**PROBLEM**
Return, word for word, only the lines of the data below that lie between the line with "positive clicks: (47, 95)" and the line with "27L55 38V77L39 98L73", those two lines included.

**MATERIAL SUPPLIED**

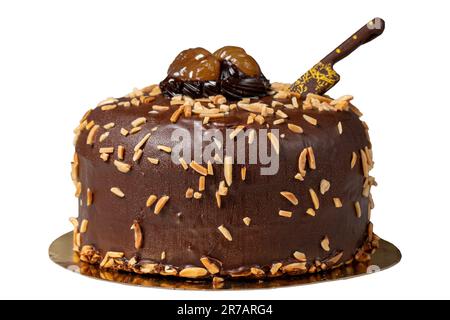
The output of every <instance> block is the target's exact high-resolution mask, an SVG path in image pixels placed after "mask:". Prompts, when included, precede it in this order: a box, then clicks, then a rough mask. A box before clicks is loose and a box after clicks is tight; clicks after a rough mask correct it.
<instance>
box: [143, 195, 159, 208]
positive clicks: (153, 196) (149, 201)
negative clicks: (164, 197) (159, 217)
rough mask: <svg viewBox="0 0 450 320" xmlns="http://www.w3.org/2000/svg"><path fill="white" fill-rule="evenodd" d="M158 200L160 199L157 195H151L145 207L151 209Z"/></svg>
mask: <svg viewBox="0 0 450 320" xmlns="http://www.w3.org/2000/svg"><path fill="white" fill-rule="evenodd" d="M156 199H158V197H157V196H156V195H154V194H151V195H150V196H149V197H148V199H147V202H146V203H145V206H146V207H147V208H149V207H151V206H152V205H153V204H154V203H155V202H156Z"/></svg>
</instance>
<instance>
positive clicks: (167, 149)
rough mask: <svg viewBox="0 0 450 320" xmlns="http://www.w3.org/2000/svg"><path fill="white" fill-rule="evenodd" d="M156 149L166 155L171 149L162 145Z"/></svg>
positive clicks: (170, 150)
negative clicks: (157, 149) (165, 154)
mask: <svg viewBox="0 0 450 320" xmlns="http://www.w3.org/2000/svg"><path fill="white" fill-rule="evenodd" d="M156 148H157V149H158V150H161V151H164V152H166V153H171V152H172V148H171V147H168V146H163V145H157V146H156Z"/></svg>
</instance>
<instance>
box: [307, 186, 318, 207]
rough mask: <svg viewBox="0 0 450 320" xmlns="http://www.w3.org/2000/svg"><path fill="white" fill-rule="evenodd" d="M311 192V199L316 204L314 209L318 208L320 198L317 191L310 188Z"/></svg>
mask: <svg viewBox="0 0 450 320" xmlns="http://www.w3.org/2000/svg"><path fill="white" fill-rule="evenodd" d="M309 194H310V195H311V200H312V202H313V204H314V209H316V210H318V209H319V205H320V204H319V198H318V197H317V194H316V192H315V191H314V190H313V189H311V188H310V189H309Z"/></svg>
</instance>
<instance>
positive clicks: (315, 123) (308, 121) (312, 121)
mask: <svg viewBox="0 0 450 320" xmlns="http://www.w3.org/2000/svg"><path fill="white" fill-rule="evenodd" d="M303 119H305V121H306V122H308V123H309V124H312V125H313V126H317V119H315V118H313V117H311V116H308V115H307V114H304V115H303Z"/></svg>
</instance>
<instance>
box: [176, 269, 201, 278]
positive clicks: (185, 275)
mask: <svg viewBox="0 0 450 320" xmlns="http://www.w3.org/2000/svg"><path fill="white" fill-rule="evenodd" d="M207 274H208V271H207V270H206V269H205V268H197V267H188V268H184V269H183V270H181V271H180V274H179V276H180V277H183V278H193V279H195V278H200V277H204V276H206V275H207Z"/></svg>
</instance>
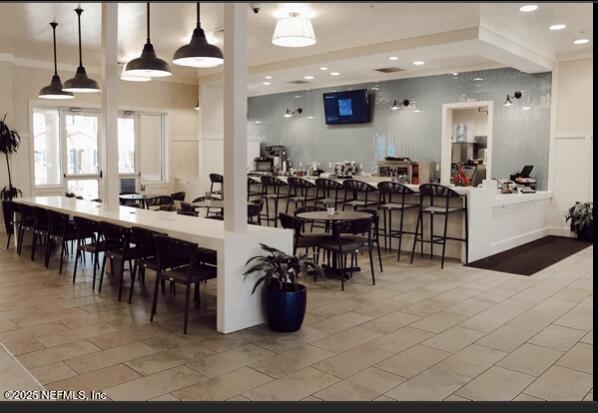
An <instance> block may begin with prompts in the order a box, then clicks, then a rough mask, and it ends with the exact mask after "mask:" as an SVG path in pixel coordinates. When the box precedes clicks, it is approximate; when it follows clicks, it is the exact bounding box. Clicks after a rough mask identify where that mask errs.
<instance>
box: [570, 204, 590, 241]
mask: <svg viewBox="0 0 598 413" xmlns="http://www.w3.org/2000/svg"><path fill="white" fill-rule="evenodd" d="M565 218H566V220H567V222H569V220H570V221H571V231H575V232H576V233H577V238H578V239H580V240H582V241H592V242H593V241H594V203H593V202H583V203H582V202H576V203H575V205H573V206H572V207H571V208H569V211H568V212H567V216H566V217H565Z"/></svg>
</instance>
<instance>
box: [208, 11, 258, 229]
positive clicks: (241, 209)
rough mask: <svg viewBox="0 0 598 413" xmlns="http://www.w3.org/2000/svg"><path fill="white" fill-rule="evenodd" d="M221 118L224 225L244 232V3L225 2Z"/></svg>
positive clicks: (246, 154) (245, 48) (246, 118)
mask: <svg viewBox="0 0 598 413" xmlns="http://www.w3.org/2000/svg"><path fill="white" fill-rule="evenodd" d="M223 118H224V228H225V230H227V231H233V232H244V231H245V230H246V229H247V169H246V164H247V3H225V5H224V116H223ZM202 179H205V178H202Z"/></svg>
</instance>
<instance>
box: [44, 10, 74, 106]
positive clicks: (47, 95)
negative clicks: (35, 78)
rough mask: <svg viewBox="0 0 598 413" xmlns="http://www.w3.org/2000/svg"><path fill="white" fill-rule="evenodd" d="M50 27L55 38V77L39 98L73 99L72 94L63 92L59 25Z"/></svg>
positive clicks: (54, 67) (73, 96)
mask: <svg viewBox="0 0 598 413" xmlns="http://www.w3.org/2000/svg"><path fill="white" fill-rule="evenodd" d="M50 26H52V32H53V36H54V76H52V81H51V82H50V84H49V85H48V86H46V87H44V88H42V90H40V91H39V94H38V97H39V98H41V99H73V98H74V96H73V94H72V93H70V92H65V91H64V90H62V80H60V76H58V66H57V64H56V26H58V23H56V22H52V23H50Z"/></svg>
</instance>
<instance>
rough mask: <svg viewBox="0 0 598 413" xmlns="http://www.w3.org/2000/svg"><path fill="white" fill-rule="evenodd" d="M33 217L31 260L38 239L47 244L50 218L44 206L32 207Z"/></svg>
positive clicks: (36, 246) (31, 245) (31, 260)
mask: <svg viewBox="0 0 598 413" xmlns="http://www.w3.org/2000/svg"><path fill="white" fill-rule="evenodd" d="M33 217H34V220H35V223H34V226H33V239H32V240H31V261H35V253H36V252H37V243H38V241H39V240H43V244H44V245H47V243H48V242H49V235H50V220H49V219H48V213H47V211H46V210H45V209H44V208H37V207H34V208H33Z"/></svg>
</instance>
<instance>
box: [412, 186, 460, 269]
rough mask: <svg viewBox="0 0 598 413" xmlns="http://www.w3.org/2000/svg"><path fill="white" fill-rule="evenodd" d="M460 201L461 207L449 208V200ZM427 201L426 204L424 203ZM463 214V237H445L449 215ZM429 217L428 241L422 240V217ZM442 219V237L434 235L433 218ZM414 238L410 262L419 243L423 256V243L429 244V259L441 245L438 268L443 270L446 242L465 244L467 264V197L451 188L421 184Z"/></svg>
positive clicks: (423, 224) (412, 260)
mask: <svg viewBox="0 0 598 413" xmlns="http://www.w3.org/2000/svg"><path fill="white" fill-rule="evenodd" d="M455 199H460V200H462V205H463V206H451V205H450V204H451V200H455ZM426 201H427V202H426ZM459 213H462V214H463V219H464V223H465V237H464V238H461V237H452V236H449V235H447V230H448V217H449V215H451V214H459ZM426 215H427V216H429V217H430V227H429V229H430V239H429V240H426V239H424V216H426ZM435 215H440V216H443V217H444V228H443V232H442V235H435V234H434V216H435ZM415 228H416V229H415V232H416V234H415V236H414V237H413V247H412V249H411V262H412V263H413V256H414V255H415V246H416V245H417V242H418V241H419V242H420V254H421V255H423V250H424V243H428V244H430V258H433V257H434V245H435V244H440V245H442V260H441V264H440V268H444V257H445V252H446V241H447V240H453V241H460V242H463V243H465V263H466V264H467V263H468V262H469V245H468V244H469V223H468V213H467V196H466V195H461V194H459V193H458V192H456V191H455V190H453V189H452V188H449V187H448V186H445V185H440V184H422V185H420V186H419V210H418V214H417V224H416V226H415Z"/></svg>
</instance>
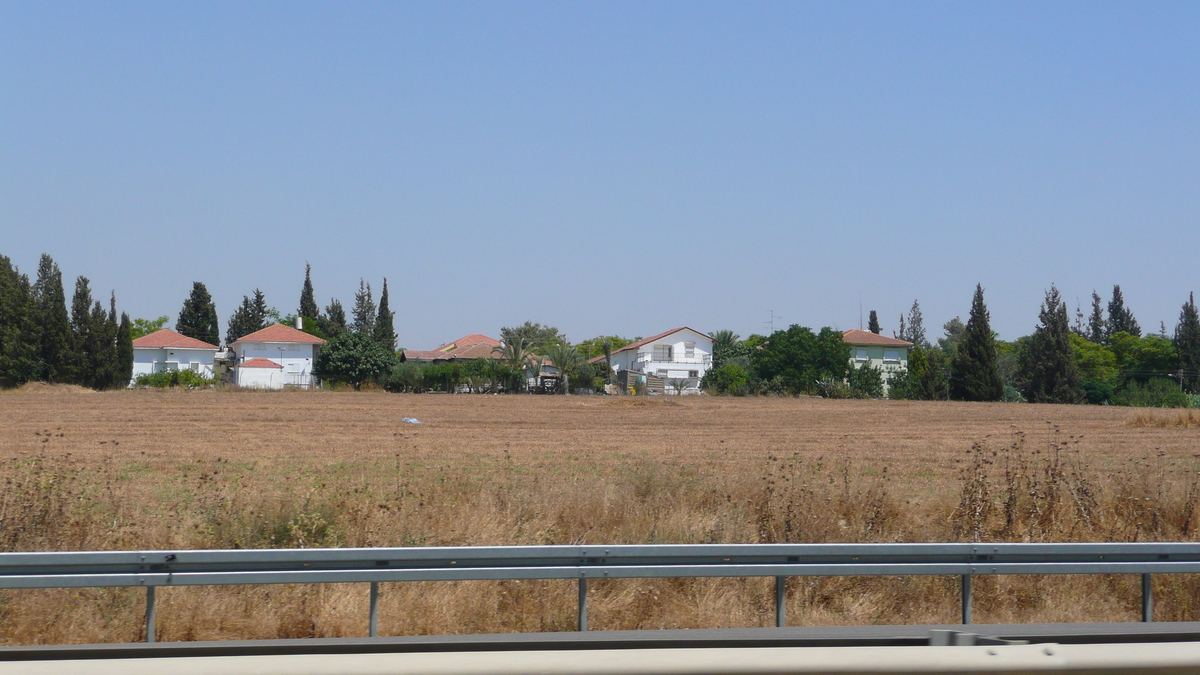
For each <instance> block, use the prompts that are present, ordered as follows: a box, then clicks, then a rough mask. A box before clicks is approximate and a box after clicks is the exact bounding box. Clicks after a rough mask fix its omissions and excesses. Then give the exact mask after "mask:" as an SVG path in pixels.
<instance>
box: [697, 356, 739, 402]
mask: <svg viewBox="0 0 1200 675" xmlns="http://www.w3.org/2000/svg"><path fill="white" fill-rule="evenodd" d="M701 386H702V387H703V388H704V390H706V392H708V393H709V394H718V395H725V396H745V395H746V394H749V393H750V374H749V372H748V371H746V369H745V368H743V366H742V365H740V364H736V363H727V364H725V365H722V366H721V368H716V369H713V370H709V371H708V372H706V374H704V380H703V381H702V382H701Z"/></svg>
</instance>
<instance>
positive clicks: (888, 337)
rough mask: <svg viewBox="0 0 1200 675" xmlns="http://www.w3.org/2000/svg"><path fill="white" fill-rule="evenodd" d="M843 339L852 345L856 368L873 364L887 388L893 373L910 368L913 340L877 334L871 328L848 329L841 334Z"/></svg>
mask: <svg viewBox="0 0 1200 675" xmlns="http://www.w3.org/2000/svg"><path fill="white" fill-rule="evenodd" d="M841 341H842V342H845V344H847V345H850V364H851V365H852V366H854V368H863V366H864V365H871V368H875V369H877V370H880V372H881V374H882V375H883V388H884V392H886V390H887V386H888V381H889V380H892V374H893V372H896V371H900V370H908V350H911V348H912V342H906V341H904V340H896V339H895V337H888V336H887V335H876V334H875V333H871V331H870V330H859V329H857V328H856V329H853V330H847V331H845V333H842V334H841Z"/></svg>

**SOLUTION FOR THIS TASK**
positive clicks: (47, 95)
negative clicks: (35, 78)
rough mask: <svg viewBox="0 0 598 413" xmlns="http://www.w3.org/2000/svg"><path fill="white" fill-rule="evenodd" d="M50 27L55 38V77L39 98L73 99L72 94L63 92L59 25Z"/></svg>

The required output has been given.